**Description of the task:** All entries below need to be written out exactly, but without their pictures.

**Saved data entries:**
■ ■ ■ ■ ■
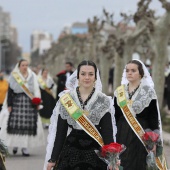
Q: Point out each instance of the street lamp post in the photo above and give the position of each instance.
(6, 44)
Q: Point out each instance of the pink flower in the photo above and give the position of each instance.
(36, 101)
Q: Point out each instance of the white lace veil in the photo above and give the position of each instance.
(146, 80)
(71, 84)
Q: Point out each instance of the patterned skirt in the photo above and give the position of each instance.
(78, 153)
(23, 117)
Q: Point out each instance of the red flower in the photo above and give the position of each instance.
(36, 101)
(150, 136)
(111, 148)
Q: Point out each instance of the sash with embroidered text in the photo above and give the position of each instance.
(134, 124)
(77, 114)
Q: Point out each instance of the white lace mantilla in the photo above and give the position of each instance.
(98, 105)
(141, 99)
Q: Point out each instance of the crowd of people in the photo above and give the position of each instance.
(80, 117)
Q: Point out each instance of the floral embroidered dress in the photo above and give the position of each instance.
(75, 151)
(144, 108)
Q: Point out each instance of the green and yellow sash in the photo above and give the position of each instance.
(134, 124)
(43, 84)
(21, 83)
(77, 114)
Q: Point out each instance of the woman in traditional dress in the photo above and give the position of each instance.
(75, 150)
(21, 126)
(136, 98)
(48, 95)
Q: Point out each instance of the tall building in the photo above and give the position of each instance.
(9, 49)
(40, 41)
(13, 34)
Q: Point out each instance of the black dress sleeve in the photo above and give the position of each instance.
(153, 115)
(61, 134)
(10, 97)
(118, 112)
(106, 128)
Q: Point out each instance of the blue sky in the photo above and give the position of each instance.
(53, 15)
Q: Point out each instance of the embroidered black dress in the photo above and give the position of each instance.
(76, 151)
(134, 157)
(48, 104)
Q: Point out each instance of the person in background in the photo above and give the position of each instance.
(3, 89)
(48, 95)
(136, 108)
(21, 126)
(62, 78)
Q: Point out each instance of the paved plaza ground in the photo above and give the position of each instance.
(36, 160)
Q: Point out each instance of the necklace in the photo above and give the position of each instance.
(132, 93)
(88, 98)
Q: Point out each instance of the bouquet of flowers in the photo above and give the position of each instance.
(152, 142)
(110, 155)
(36, 101)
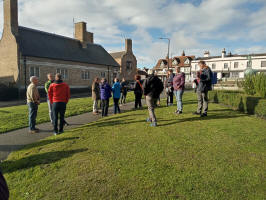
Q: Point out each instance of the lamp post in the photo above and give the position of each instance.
(162, 38)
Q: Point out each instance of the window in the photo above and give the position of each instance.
(63, 72)
(225, 65)
(236, 65)
(103, 74)
(85, 75)
(35, 71)
(263, 63)
(129, 65)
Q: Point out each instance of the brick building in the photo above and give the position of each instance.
(25, 52)
(127, 61)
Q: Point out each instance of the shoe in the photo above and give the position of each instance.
(153, 124)
(196, 113)
(204, 115)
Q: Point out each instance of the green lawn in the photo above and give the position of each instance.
(16, 117)
(121, 157)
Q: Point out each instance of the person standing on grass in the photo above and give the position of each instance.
(33, 101)
(59, 95)
(169, 89)
(123, 91)
(153, 87)
(96, 96)
(179, 87)
(116, 94)
(46, 87)
(204, 86)
(4, 192)
(138, 91)
(106, 94)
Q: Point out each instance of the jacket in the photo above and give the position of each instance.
(138, 88)
(95, 89)
(179, 81)
(105, 91)
(59, 92)
(205, 83)
(116, 90)
(153, 86)
(33, 95)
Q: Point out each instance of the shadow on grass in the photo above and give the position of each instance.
(37, 144)
(35, 160)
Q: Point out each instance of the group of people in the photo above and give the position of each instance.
(58, 95)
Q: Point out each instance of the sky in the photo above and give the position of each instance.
(194, 26)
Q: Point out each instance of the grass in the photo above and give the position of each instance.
(121, 157)
(16, 117)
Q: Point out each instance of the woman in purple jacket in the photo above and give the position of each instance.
(179, 87)
(106, 94)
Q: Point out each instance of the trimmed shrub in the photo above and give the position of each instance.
(240, 101)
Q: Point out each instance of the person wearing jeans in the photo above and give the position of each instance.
(59, 94)
(116, 94)
(179, 86)
(33, 100)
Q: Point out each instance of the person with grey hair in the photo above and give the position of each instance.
(33, 101)
(153, 87)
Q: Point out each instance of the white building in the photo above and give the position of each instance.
(230, 66)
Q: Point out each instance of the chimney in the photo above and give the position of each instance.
(11, 16)
(206, 54)
(223, 53)
(82, 35)
(128, 45)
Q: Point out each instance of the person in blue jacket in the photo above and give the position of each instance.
(116, 94)
(106, 94)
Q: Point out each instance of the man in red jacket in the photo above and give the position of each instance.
(59, 94)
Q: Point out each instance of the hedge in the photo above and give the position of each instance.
(240, 101)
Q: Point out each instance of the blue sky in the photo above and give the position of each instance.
(193, 25)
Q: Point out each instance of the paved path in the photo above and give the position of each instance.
(17, 139)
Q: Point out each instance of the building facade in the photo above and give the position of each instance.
(127, 61)
(231, 66)
(26, 52)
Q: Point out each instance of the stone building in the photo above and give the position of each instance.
(25, 52)
(231, 66)
(127, 61)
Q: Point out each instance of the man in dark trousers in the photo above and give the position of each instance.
(4, 193)
(59, 94)
(205, 85)
(153, 87)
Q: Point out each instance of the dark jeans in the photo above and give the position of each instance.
(105, 106)
(170, 98)
(123, 98)
(116, 106)
(33, 109)
(59, 108)
(138, 97)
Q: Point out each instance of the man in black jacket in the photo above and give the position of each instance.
(205, 85)
(152, 87)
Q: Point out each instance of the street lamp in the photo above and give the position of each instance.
(162, 38)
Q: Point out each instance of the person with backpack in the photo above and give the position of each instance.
(204, 86)
(106, 94)
(116, 94)
(138, 91)
(152, 87)
(179, 87)
(123, 91)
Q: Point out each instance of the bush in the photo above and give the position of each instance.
(255, 84)
(240, 101)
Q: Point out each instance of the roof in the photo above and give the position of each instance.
(118, 54)
(41, 44)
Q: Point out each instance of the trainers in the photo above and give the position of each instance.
(153, 124)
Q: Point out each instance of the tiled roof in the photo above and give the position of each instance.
(41, 44)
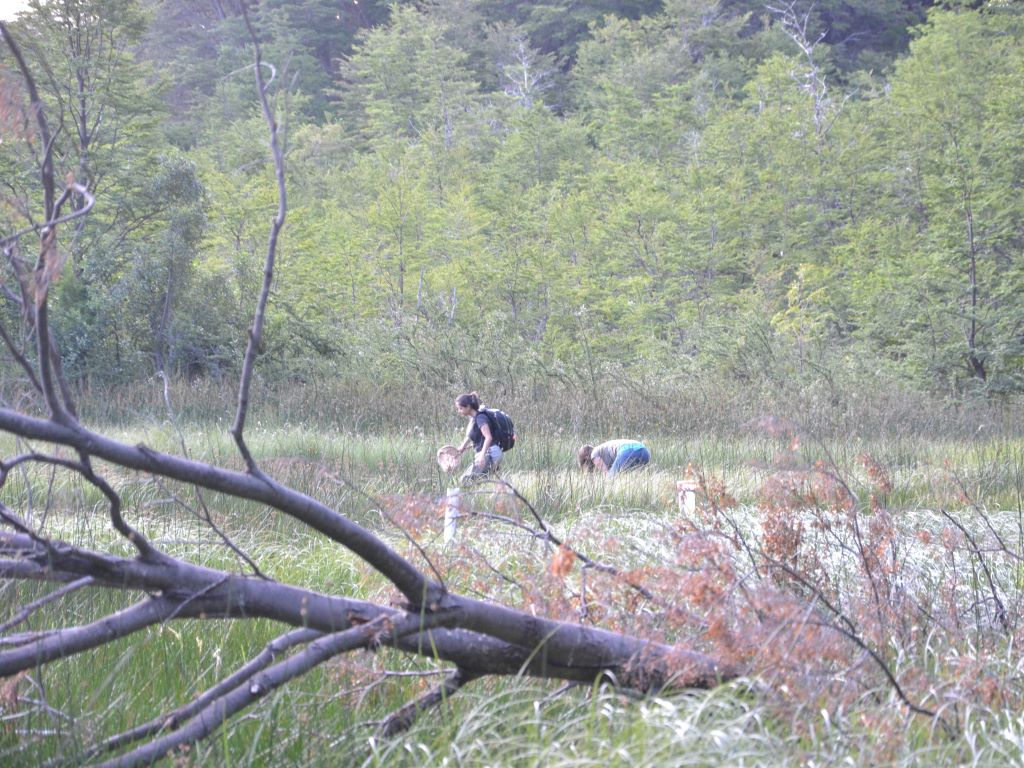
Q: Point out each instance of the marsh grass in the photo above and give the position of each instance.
■ ■ ■ ■ ■
**Task output:**
Q: Point out each instance of the street lamp post in the photo above and give the position of each instance.
(6, 44)
Q: Point out each instance of the pink flower in the photo above and give the position of each instance.
(36, 101)
Q: Point out each instance of the white lace veil in the photo above and give the position of each instance.
(146, 80)
(71, 84)
Q: Point out each instance of the patterned skirt in the photo above and give the position of each instance.
(78, 153)
(23, 117)
Q: Point out each instance of the red flower in the photo above and give the position of each instance.
(36, 101)
(150, 136)
(111, 148)
Q: Point out each instance of the sash with embroidered text in the photo above and give the position of each instance.
(134, 124)
(77, 114)
Q: Point out each instance of the white lace mantilla in the photo above and give the position of each instance.
(98, 105)
(141, 99)
Q: Point out each instance of the crowd of people in the photo above and give the position of each instance.
(80, 117)
Q: Point out each instance of the floral embroidered dress in the photo above and give the position of each instance.
(75, 151)
(144, 108)
Q: Point out each instance of the green and yellow sash in the photo above and give the position of each instance.
(134, 124)
(43, 84)
(21, 83)
(77, 114)
Q: Point out each instance of the woman in traditional dress in the photo above and give the position of each instance.
(75, 150)
(21, 126)
(136, 98)
(48, 95)
Q: Point out each instance of the tall building in the photo above and give the position of each instance.
(9, 49)
(40, 41)
(13, 34)
Q: Point out each instance of the black dress sleeve in the photo above and give the position of each instance.
(153, 115)
(61, 134)
(10, 97)
(118, 112)
(106, 128)
Q: Point out each instance of the blue sky in the photo above and give the position of each instance.
(53, 15)
Q: Point out each instance of the embroidered black dress in the photo above and give the position of each instance.
(76, 151)
(134, 157)
(48, 104)
Q: Point out each instance of the person in background in the photo above and give the position of each instance.
(3, 89)
(48, 95)
(136, 108)
(21, 126)
(62, 78)
Q: Point out each instance of the paved plaza ground in the photo above and give the position of each instance.
(36, 160)
Q: Point out each instance of the necklace in the photo above and give the position of each instance.
(132, 93)
(88, 98)
Q: Point out each instance of the bouquet of flowers in the photo above and give the position of each instance.
(152, 142)
(110, 155)
(36, 101)
Q: Point out each instance of the lamp post in the photo above and give the position of each instance.
(162, 38)
Q: Point out each instance of the window in the photo above and give the position of each instance.
(63, 72)
(225, 65)
(236, 65)
(103, 74)
(85, 75)
(35, 71)
(263, 63)
(129, 65)
Q: Point out each instance of the brick building in the photo above and give the position of each instance.
(25, 52)
(127, 61)
Q: Point out each instance of the shoe in the photo above and give the position of each instance.
(153, 124)
(196, 113)
(204, 115)
Q: Point out each instance of the green lawn in the photo above and give the position of each instance.
(16, 117)
(121, 157)
Q: Point out each instance of the person standing on grass in the photo above and give the position of each instance.
(33, 101)
(59, 95)
(169, 89)
(123, 91)
(153, 87)
(96, 96)
(179, 87)
(116, 94)
(46, 87)
(204, 86)
(4, 192)
(138, 91)
(106, 94)
Q: Point out each instance of the jacket in the photo above and give the position of each instance.
(138, 88)
(95, 89)
(179, 81)
(105, 91)
(59, 92)
(205, 83)
(116, 90)
(153, 86)
(33, 95)
Q: Point out each instance of the shadow on grass in the photo above and give the position of each instance.
(37, 144)
(35, 160)
Q: Point out each instance of the group of people in the photo above and give the position of each instance.
(58, 95)
Q: Point out each instance of the sky in the photo above and give the position of each instance.
(194, 26)
Q: Point out each instance of the grass in the photo above and give the position of each instance.
(121, 157)
(16, 117)
Q: Point out each instance of the woman in purple jacket in the photo above and give the position of each instance.
(179, 87)
(106, 94)
Q: Point out each instance of the trimmed shrub in the photo above and give the position of each instance.
(240, 101)
Q: Point out each instance of the person wearing jeans in the photo above and give the position of each instance.
(59, 94)
(116, 94)
(179, 86)
(33, 100)
Q: Point out each instance of the person with grey hair in the photo above and give the position of each instance.
(33, 101)
(153, 87)
Q: Point out each instance of the white building in the photo above and give the position of each instance.
(230, 66)
Q: Point out each instance of the chimney in the photo above and give the position of each instance.
(11, 16)
(206, 54)
(223, 53)
(82, 35)
(128, 45)
Q: Point out each instance of the person in blue jacket in the photo above and give the position of each instance.
(116, 94)
(106, 94)
Q: Point out each instance of the man in red jacket in the photo above and give the position of each instance.
(59, 94)
Q: Point out each instance of the hedge in the photo above and give the position of each instance.
(240, 101)
Q: Point out each instance of the blue sky in the photo above and give the position of each instance.
(193, 25)
Q: Point out each instance of the paved path in the photo above and give the position of each instance.
(17, 139)
Q: Point out each instance of the building facade in the photo above and give the position of each instance.
(127, 61)
(231, 66)
(26, 52)
Q: Point out each instance of the stone building in the photo above and give the position of each instance.
(25, 52)
(231, 66)
(127, 61)
Q: Point out each instance of the man in dark trousers in the photo above and give the position of each instance.
(4, 193)
(59, 94)
(205, 85)
(153, 87)
Q: Point out each instance of the dark jeans in the photo above and give the position of each instance.
(105, 106)
(170, 98)
(123, 98)
(116, 106)
(33, 109)
(59, 108)
(138, 97)
Q: Point out each instance of the man in black jacket in the photo above and give the position of each instance.
(205, 85)
(152, 87)
Q: Point out each instance of the street lamp in the photo above and give the position of each instance.
(162, 38)
Q: Point out each instance of the person with backpack in the photo above and give the position of each instance.
(204, 86)
(106, 94)
(116, 94)
(138, 91)
(152, 87)
(179, 87)
(123, 91)
Q: Point out each instance of the bush in the photo above and give the position of each instance.
(255, 84)
(240, 101)
Q: Point out each instance of the roof in the photo above and give the position of each instance.
(118, 54)
(41, 44)
Q: Point out each instance of the trainers in the photo above and give the position of each instance.
(153, 124)
Q: Point out each instance of the tiled roof in the photo above and give the position of each instance.
(41, 44)
Q: Point out each instance of the marsh grass in the photo above and give the position of each instance.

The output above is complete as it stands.